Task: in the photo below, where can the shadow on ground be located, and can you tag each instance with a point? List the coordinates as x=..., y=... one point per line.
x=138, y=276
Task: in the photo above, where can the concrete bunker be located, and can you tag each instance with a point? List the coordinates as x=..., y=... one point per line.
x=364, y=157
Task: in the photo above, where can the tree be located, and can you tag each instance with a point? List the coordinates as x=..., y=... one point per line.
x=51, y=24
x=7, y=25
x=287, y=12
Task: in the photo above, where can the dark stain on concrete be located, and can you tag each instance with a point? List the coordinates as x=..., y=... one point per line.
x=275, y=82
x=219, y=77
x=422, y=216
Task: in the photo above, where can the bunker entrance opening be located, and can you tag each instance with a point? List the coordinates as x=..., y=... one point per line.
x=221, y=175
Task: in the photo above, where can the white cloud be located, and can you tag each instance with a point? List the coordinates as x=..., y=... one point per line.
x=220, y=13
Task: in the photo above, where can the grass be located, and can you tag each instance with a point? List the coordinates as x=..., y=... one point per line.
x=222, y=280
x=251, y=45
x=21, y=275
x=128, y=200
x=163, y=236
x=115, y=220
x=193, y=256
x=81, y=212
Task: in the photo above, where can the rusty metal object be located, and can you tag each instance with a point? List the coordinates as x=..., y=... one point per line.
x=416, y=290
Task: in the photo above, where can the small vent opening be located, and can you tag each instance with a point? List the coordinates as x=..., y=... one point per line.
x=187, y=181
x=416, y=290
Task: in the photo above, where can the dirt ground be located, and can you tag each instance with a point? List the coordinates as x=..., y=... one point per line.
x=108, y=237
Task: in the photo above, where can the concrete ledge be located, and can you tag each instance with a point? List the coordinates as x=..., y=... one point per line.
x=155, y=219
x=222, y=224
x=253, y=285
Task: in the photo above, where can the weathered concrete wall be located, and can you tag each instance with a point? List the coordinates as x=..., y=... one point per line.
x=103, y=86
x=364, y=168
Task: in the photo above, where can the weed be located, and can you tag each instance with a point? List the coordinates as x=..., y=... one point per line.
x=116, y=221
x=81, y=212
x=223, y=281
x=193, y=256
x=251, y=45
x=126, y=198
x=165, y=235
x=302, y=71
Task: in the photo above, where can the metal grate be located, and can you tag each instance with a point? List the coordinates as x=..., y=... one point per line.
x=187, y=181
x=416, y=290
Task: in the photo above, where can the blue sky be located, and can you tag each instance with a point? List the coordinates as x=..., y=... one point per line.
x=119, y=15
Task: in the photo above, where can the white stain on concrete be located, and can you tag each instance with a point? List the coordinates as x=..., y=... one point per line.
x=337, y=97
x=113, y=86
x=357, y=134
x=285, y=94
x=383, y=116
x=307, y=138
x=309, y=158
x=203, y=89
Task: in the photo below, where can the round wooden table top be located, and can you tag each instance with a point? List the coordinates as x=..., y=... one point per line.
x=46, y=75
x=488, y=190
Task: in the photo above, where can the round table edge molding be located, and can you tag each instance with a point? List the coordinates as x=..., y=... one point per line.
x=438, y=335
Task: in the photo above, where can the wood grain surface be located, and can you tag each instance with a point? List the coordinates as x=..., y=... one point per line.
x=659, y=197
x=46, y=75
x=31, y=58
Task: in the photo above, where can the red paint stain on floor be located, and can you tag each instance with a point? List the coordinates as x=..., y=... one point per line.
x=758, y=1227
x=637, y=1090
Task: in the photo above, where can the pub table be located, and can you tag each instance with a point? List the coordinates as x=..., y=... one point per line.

══════

▶ [What the task requires]
Starting at the line with "Task: in the photo below, where can the round", restate every line word for word through the end of the listing above.

▶ [Reply]
Task: in the photo below, where can the round wooden table top be located, and can you tag each instance with a point? List the coordinates as x=..., y=... one point per line.
x=46, y=75
x=488, y=190
Task: in the photo above, where can the round table edge molding be located, and can you tag each instance with a point? List the coordinates as x=..., y=... one point per line.
x=438, y=335
Task: in the photo above, where can the wood grain surface be located, and can you tag each instance with a point? List the coordinates as x=..., y=... one point per line.
x=659, y=197
x=46, y=75
x=31, y=58
Task: in the photo above, where can the red paint stain on floor be located, and can you tag each instance with a point? List the coordinates as x=..., y=... one point per line.
x=758, y=1227
x=637, y=1090
Task: in the photo above, where can the pub table be located, and can you tag each instance with a point? List the coordinates as x=..., y=... one point per line.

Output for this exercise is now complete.